→ **Problem statement**
Starting at the line with "The component shall point out each instance of the white surf" and ending at the line with "The component shall point out each instance of the low-rise", print exactly the lines of the entries below. Pictures do not belong in the copy.

————

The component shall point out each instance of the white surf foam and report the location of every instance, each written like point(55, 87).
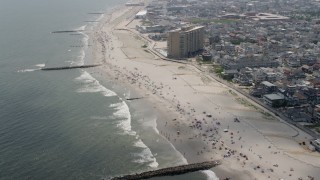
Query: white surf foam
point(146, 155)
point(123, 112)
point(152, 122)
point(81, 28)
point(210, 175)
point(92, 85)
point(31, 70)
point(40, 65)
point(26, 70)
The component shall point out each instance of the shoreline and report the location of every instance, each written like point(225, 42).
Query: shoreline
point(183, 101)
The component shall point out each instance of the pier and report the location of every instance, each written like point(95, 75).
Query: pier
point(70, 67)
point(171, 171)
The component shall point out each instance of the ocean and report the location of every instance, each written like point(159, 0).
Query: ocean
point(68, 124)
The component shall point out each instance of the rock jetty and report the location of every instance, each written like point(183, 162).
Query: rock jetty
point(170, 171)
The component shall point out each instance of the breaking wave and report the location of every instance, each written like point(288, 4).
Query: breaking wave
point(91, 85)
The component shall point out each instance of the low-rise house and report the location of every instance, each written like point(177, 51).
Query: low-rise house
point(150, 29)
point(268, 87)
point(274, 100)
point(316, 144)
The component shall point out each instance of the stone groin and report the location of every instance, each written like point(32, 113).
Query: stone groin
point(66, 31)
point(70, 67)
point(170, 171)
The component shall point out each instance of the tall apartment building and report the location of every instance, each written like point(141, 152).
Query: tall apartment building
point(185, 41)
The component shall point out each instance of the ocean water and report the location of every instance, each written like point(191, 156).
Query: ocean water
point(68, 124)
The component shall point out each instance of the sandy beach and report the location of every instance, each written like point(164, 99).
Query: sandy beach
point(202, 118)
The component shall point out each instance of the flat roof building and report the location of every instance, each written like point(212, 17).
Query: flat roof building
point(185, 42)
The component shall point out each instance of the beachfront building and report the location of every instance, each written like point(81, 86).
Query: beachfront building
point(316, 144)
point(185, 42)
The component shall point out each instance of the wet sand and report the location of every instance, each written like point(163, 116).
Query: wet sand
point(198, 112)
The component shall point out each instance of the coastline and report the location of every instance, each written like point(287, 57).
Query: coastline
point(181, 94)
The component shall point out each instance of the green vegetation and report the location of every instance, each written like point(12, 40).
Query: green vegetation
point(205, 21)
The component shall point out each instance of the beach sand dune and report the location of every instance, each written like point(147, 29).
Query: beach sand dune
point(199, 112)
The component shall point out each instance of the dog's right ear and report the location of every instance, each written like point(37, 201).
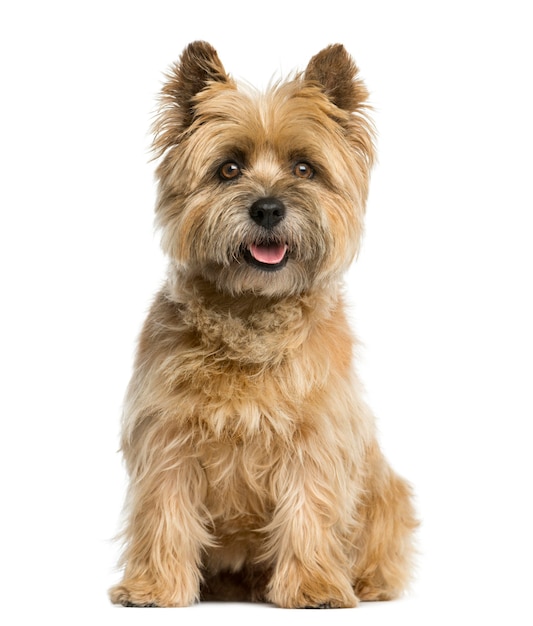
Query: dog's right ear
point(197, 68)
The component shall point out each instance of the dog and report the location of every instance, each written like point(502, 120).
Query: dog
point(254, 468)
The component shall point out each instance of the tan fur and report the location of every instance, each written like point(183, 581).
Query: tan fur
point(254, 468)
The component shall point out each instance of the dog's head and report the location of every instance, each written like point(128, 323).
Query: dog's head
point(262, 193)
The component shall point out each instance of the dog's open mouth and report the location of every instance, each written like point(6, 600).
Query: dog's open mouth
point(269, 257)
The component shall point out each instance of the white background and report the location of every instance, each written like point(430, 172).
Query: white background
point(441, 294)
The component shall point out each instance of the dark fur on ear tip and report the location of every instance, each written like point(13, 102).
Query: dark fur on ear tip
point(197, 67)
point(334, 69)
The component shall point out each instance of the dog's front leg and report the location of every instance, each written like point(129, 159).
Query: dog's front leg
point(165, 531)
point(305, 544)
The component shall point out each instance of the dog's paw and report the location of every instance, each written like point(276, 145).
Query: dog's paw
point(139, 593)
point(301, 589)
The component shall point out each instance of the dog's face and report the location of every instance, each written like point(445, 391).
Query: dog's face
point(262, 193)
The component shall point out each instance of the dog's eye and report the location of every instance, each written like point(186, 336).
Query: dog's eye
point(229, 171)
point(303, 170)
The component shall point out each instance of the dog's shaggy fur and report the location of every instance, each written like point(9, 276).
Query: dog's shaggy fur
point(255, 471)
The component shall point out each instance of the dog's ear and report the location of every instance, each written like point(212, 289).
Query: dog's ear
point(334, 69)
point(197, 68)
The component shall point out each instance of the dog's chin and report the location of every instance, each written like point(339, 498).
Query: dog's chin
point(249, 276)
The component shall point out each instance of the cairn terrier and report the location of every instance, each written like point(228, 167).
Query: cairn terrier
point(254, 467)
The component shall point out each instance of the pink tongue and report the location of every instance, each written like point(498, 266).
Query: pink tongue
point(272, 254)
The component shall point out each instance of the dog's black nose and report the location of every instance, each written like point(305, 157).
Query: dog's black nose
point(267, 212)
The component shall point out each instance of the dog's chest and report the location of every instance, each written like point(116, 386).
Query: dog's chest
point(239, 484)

————

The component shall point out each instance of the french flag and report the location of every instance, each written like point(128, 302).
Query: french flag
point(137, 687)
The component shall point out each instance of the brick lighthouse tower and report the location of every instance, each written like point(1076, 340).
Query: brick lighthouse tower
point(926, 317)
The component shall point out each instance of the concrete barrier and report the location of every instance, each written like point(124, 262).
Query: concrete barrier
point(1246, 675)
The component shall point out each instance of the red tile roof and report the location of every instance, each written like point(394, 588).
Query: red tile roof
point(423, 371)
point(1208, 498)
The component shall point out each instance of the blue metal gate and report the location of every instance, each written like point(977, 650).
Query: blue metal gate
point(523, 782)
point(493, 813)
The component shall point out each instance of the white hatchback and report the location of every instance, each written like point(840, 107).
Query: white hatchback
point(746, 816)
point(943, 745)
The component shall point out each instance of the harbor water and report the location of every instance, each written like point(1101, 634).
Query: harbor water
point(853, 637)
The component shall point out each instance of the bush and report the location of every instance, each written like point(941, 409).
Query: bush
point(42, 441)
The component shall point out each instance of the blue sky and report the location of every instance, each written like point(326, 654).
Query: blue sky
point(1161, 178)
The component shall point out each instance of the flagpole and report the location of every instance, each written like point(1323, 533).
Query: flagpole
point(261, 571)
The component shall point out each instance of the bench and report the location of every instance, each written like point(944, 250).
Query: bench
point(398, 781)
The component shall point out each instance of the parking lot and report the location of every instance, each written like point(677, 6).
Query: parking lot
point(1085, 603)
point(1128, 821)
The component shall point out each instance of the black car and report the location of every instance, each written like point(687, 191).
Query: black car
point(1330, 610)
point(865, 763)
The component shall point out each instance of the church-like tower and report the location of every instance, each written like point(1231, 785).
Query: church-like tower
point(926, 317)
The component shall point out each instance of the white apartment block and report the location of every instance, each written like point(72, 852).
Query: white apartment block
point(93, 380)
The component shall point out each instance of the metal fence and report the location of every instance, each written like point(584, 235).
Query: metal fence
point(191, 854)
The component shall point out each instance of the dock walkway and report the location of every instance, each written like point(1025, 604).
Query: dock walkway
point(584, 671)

————

→ **Reply**
The component shall point out each instance of the white surf foam and report the location of every instance, each written like point(55, 87).
Query: white surf foam
point(146, 155)
point(123, 112)
point(152, 122)
point(81, 28)
point(210, 175)
point(92, 85)
point(31, 70)
point(40, 65)
point(26, 70)
The component shall point out each instance of the shoreline and report the location of every instance, each written like point(225, 42).
Query: shoreline
point(183, 101)
The component shall point out each instance of the pier and report the location of every instance, each written like point(95, 75).
Query: pier
point(70, 67)
point(171, 171)
The component shall point out each instance of the ocean and report the location of every instance, each written like point(159, 0).
Query: ocean
point(68, 124)
The component shall point out each instance of the rock jetty and report the location of every instance, each written like point(183, 162).
Query: rock jetty
point(170, 171)
The component shall point out each instance of the breaking wave and report the location of every instance, each written like point(288, 4).
Query: breaking wave
point(91, 85)
The component shall point out each instance of the low-rise house and report the location of every instance, each written like point(177, 51).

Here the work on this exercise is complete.